-- begin --

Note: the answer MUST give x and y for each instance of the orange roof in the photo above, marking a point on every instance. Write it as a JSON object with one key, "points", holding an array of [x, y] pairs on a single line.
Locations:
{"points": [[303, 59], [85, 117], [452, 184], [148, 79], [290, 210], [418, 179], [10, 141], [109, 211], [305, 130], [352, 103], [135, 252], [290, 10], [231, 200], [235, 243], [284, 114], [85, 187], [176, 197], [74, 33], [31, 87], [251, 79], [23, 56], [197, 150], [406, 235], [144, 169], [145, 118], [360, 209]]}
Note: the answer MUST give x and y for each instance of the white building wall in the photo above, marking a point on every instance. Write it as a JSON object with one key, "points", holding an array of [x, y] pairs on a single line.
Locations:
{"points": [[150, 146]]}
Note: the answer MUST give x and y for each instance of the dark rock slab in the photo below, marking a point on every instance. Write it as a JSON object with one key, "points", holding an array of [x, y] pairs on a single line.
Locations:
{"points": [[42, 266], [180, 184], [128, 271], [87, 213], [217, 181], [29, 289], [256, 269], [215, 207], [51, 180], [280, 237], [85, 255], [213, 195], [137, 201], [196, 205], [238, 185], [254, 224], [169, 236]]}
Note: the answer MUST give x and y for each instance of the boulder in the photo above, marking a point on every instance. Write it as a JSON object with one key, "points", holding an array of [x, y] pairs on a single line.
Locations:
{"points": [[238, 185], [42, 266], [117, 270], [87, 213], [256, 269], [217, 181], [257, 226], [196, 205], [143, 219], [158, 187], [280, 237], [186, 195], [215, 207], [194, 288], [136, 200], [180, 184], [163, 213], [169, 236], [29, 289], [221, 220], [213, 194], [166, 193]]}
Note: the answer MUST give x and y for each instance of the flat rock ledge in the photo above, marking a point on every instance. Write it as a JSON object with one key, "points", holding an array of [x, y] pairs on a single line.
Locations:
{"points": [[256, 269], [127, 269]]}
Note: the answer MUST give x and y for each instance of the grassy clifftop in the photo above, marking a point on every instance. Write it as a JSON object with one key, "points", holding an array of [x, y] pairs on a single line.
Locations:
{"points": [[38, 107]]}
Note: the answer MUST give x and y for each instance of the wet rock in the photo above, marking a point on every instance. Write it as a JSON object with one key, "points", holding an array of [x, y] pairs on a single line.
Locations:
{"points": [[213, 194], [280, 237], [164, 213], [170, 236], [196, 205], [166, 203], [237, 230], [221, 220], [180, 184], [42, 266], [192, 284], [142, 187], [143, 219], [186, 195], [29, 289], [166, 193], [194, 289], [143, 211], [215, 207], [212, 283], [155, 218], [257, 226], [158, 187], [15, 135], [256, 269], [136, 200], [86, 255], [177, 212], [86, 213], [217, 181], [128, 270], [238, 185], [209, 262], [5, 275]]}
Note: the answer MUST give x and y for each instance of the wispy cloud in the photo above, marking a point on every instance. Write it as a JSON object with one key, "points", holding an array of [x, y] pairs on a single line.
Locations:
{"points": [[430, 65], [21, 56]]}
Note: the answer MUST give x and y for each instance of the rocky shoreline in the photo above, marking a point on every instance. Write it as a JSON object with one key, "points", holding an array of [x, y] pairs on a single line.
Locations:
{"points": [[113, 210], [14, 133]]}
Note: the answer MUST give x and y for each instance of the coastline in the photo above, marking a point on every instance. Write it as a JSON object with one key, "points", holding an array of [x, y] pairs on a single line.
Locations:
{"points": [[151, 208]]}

-- end --

Starting at the line above that contains "of the wispy" and ending at the last line, lay out those lines as a numbered list, leaving out any blank lines.

1. Note: the answer MUST give x and y for each instance of the wispy cloud in the photo above, marking a point on every instance. Write it as a JSON object with one key, "points", holding an array of [x, y] pairs on a single line.
2. Locations:
3. {"points": [[430, 65], [21, 56]]}
4. Note: the answer MUST give x and y for each instance of the rocky shoreline in the photo above, marking a point on every instance. Write it as a JSON object with one key, "points", holding an array of [x, y] pairs on a single line.
5. Locations:
6. {"points": [[113, 210], [14, 133]]}
7. Note: the answer MUST give x and y for each instance of the coastline in the photo above, marking a point on every instance. Write it as a JSON object with one key, "points", holding an array of [x, y] pairs on a single line.
8. Locations:
9. {"points": [[151, 208]]}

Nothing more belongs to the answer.